=== AVAILABLE DATA ===

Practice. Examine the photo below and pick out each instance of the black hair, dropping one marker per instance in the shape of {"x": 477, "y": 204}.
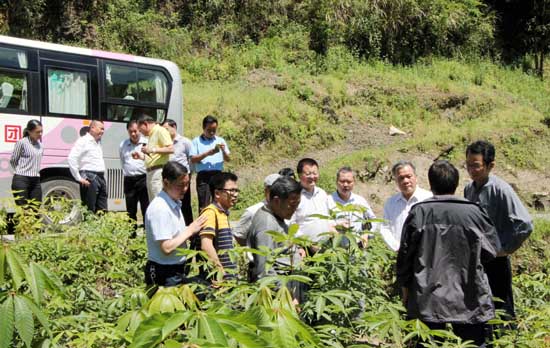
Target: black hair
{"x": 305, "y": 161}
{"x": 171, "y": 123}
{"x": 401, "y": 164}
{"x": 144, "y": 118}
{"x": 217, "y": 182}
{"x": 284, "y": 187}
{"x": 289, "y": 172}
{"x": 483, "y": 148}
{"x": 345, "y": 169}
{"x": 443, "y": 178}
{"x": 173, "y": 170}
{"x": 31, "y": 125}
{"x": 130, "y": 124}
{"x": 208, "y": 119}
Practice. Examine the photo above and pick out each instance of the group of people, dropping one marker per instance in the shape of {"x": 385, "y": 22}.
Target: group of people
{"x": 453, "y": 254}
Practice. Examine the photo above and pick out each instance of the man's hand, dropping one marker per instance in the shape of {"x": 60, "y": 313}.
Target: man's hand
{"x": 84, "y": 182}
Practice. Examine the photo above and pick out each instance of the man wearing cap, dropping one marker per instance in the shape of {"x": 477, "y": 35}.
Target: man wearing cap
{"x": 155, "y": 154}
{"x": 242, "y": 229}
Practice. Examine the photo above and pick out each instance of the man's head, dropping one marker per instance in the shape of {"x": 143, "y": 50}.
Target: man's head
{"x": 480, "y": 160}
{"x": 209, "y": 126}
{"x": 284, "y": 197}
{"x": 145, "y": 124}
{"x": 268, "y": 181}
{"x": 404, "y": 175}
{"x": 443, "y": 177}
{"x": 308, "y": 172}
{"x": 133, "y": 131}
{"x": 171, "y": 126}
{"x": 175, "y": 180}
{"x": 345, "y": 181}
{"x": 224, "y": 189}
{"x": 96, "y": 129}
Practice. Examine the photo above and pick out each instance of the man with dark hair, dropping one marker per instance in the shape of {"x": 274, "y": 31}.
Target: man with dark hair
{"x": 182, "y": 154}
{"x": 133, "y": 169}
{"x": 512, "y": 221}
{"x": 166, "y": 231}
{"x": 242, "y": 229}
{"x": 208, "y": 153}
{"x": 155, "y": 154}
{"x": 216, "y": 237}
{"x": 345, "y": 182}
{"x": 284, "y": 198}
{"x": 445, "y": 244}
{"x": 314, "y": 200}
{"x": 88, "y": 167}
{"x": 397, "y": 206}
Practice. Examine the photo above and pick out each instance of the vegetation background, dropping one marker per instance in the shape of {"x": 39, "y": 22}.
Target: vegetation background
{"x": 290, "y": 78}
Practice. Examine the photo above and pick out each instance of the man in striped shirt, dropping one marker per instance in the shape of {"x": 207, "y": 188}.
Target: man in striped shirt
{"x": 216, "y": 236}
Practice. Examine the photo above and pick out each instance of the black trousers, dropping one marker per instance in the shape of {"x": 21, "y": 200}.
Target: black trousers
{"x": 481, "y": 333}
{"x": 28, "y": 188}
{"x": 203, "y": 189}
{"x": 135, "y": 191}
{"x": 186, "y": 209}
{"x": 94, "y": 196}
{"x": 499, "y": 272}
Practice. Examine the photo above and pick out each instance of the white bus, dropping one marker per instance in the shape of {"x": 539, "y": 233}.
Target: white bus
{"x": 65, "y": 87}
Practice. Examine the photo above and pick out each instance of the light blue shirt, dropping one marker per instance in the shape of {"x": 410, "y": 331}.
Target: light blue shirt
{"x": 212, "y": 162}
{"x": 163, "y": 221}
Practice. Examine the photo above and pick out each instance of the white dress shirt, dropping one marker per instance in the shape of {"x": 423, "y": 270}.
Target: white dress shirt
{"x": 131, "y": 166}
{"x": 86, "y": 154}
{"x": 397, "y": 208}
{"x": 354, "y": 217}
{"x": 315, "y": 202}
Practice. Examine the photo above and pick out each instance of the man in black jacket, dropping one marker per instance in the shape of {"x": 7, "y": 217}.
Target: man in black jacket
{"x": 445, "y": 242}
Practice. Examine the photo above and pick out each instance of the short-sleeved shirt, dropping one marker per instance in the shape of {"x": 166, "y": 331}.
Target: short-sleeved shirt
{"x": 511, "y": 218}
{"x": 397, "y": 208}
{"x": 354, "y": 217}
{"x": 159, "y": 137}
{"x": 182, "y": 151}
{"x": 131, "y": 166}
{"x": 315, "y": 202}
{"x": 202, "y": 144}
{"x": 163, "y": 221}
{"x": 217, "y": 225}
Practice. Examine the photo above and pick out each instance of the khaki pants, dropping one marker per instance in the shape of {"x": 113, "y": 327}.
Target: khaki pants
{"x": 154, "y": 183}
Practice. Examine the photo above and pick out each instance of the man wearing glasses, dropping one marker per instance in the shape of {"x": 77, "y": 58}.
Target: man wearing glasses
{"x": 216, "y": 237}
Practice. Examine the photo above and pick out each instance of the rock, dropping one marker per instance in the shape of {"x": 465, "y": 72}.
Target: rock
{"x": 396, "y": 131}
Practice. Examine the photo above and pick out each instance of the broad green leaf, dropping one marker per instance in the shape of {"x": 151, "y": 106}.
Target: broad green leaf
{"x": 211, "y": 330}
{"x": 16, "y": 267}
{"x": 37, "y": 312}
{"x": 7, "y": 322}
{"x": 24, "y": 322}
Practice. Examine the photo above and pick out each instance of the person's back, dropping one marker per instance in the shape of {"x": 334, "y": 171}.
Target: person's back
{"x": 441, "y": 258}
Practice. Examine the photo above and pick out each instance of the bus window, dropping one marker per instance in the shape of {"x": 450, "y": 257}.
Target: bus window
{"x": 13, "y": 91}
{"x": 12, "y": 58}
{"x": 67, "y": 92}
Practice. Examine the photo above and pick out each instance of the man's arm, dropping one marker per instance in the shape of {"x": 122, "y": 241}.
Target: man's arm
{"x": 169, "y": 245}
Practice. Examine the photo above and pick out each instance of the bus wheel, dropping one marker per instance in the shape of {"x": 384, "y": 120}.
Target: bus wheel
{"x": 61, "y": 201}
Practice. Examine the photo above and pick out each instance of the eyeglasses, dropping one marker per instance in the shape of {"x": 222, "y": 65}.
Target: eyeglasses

===

Give the data back exactly, omitting all pictures.

### RESPONSE
Practice. Examine the photo below and pick out each instance of the black hair, dropping one marker per instance in the shape of {"x": 477, "y": 204}.
Target: black hair
{"x": 305, "y": 161}
{"x": 171, "y": 123}
{"x": 401, "y": 164}
{"x": 144, "y": 118}
{"x": 217, "y": 182}
{"x": 284, "y": 187}
{"x": 289, "y": 172}
{"x": 483, "y": 148}
{"x": 345, "y": 169}
{"x": 443, "y": 178}
{"x": 173, "y": 170}
{"x": 31, "y": 125}
{"x": 130, "y": 124}
{"x": 208, "y": 119}
Practice. Examine the photo above and pick out each instance of the group of people, dropping one marker per instance in the shape of {"x": 385, "y": 22}.
Target: group of people
{"x": 453, "y": 254}
Practice. Examine the photo above and pick out each instance of the man's hand, dropping one marker per instance in the shape of {"x": 60, "y": 313}.
Target: man's hand
{"x": 84, "y": 182}
Practice. Examine the photo above and pick out each instance of the man wearing cap, dropping one marker per instance in the shape of {"x": 477, "y": 35}.
Target: man wearing cap
{"x": 155, "y": 154}
{"x": 242, "y": 229}
Practice. Examine the photo above and pick out each instance of the man's head, dropping one marker per instance in the shape of {"x": 143, "y": 50}.
Target: man's head
{"x": 480, "y": 160}
{"x": 209, "y": 126}
{"x": 284, "y": 197}
{"x": 145, "y": 124}
{"x": 268, "y": 181}
{"x": 404, "y": 175}
{"x": 443, "y": 177}
{"x": 308, "y": 172}
{"x": 133, "y": 131}
{"x": 171, "y": 126}
{"x": 175, "y": 180}
{"x": 345, "y": 181}
{"x": 224, "y": 189}
{"x": 96, "y": 129}
Practice. Examine the photo above and pick out each instance of the man with dark hair, dropping one marker per instance in the shape of {"x": 274, "y": 31}.
Target: man with dark hair
{"x": 182, "y": 154}
{"x": 133, "y": 169}
{"x": 512, "y": 221}
{"x": 166, "y": 231}
{"x": 242, "y": 229}
{"x": 208, "y": 153}
{"x": 155, "y": 154}
{"x": 216, "y": 237}
{"x": 345, "y": 182}
{"x": 284, "y": 198}
{"x": 445, "y": 244}
{"x": 314, "y": 200}
{"x": 88, "y": 167}
{"x": 397, "y": 206}
Practice. Examine the photo above and pick out each instance of the vegetation background, dropping one marker per instance in the shape of {"x": 39, "y": 22}.
Target: vegetation background
{"x": 290, "y": 78}
Practice. Examine the photo above and pick out each instance of the man in striped shirt, dropping one marker per instance in the shape of {"x": 207, "y": 188}.
Target: man in striped shirt
{"x": 216, "y": 236}
Practice. Examine the photo above and pick out each instance of the black trousers, dropping one marker per instance in the shape of {"x": 21, "y": 200}.
Target: black trousers
{"x": 481, "y": 333}
{"x": 28, "y": 188}
{"x": 203, "y": 189}
{"x": 135, "y": 191}
{"x": 186, "y": 209}
{"x": 94, "y": 196}
{"x": 499, "y": 272}
Practice. Examine the photo above and pick out each instance of the white bus, dropping one marker per instance in the shape of {"x": 539, "y": 233}.
Target: white bus
{"x": 65, "y": 87}
Practice. Examine the photo above and pick out each instance of the light blue shirt, dropping one marker per instance in the shape of {"x": 410, "y": 331}.
Target: light blue shirt
{"x": 212, "y": 162}
{"x": 163, "y": 221}
Practice. Examine the photo above and pick out each instance of the white dress shirt, dropping one marker per instance in the shape of {"x": 423, "y": 270}.
Target: white dress shirt
{"x": 131, "y": 166}
{"x": 86, "y": 154}
{"x": 397, "y": 208}
{"x": 354, "y": 217}
{"x": 315, "y": 202}
Practice. Examine the photo above and pick out each instance of the man in black jacket, dropping one marker per instance in the shape of {"x": 7, "y": 217}.
Target: man in black jacket
{"x": 445, "y": 242}
Practice. Examine the photo above and pick out each instance of the short-sleeved shirt, dropping one marker per instance in the shape of {"x": 166, "y": 331}.
Target: short-sleeved shirt
{"x": 511, "y": 218}
{"x": 397, "y": 208}
{"x": 354, "y": 217}
{"x": 159, "y": 137}
{"x": 182, "y": 151}
{"x": 131, "y": 166}
{"x": 315, "y": 202}
{"x": 202, "y": 144}
{"x": 163, "y": 221}
{"x": 217, "y": 225}
Practice. Examine the photo above and pick out each instance of the khaki pants, dropping one marker per instance in the shape of {"x": 113, "y": 327}.
Target: khaki pants
{"x": 154, "y": 183}
Practice. Examine the photo above and pick out each instance of the man wearing glasses, dropping one marker per instance in the shape of {"x": 77, "y": 58}.
Target: man wearing glasses
{"x": 216, "y": 237}
Practice. Examine the photo above and pick out each instance of the rock, dropping one marker per instance in the shape of {"x": 465, "y": 72}.
Target: rock
{"x": 396, "y": 131}
Practice. Examine the photo above and pick out each instance of the broad green leaf, dropping one marker per instance in the shape of {"x": 151, "y": 106}.
Target: broad green leaf
{"x": 211, "y": 330}
{"x": 16, "y": 267}
{"x": 37, "y": 312}
{"x": 7, "y": 322}
{"x": 24, "y": 322}
Practice. Examine the photo above and pick out each instance of the person's back, dropping one marker per instance in the shape of {"x": 334, "y": 171}.
Target: person's back
{"x": 441, "y": 258}
Practice. Examine the photo above and pick out each instance of the bus window, dropping one marker per instance in the shape of {"x": 450, "y": 257}.
Target: bus window
{"x": 13, "y": 91}
{"x": 12, "y": 58}
{"x": 67, "y": 92}
Practice. Examine the photo above and pick out each instance of the man's arm, dropping one marker per instance in the shape of {"x": 122, "y": 241}.
Target: man's arm
{"x": 169, "y": 245}
Practice. Examine the photo above and pick out each instance of the bus wheel, dropping one marker per instance in the shape of {"x": 384, "y": 120}.
Target: bus wheel
{"x": 61, "y": 201}
Practice. Examine the photo above and pick out each instance of the eyeglasses, dropping one marker per instance in the shape of {"x": 222, "y": 65}.
Target: eyeglasses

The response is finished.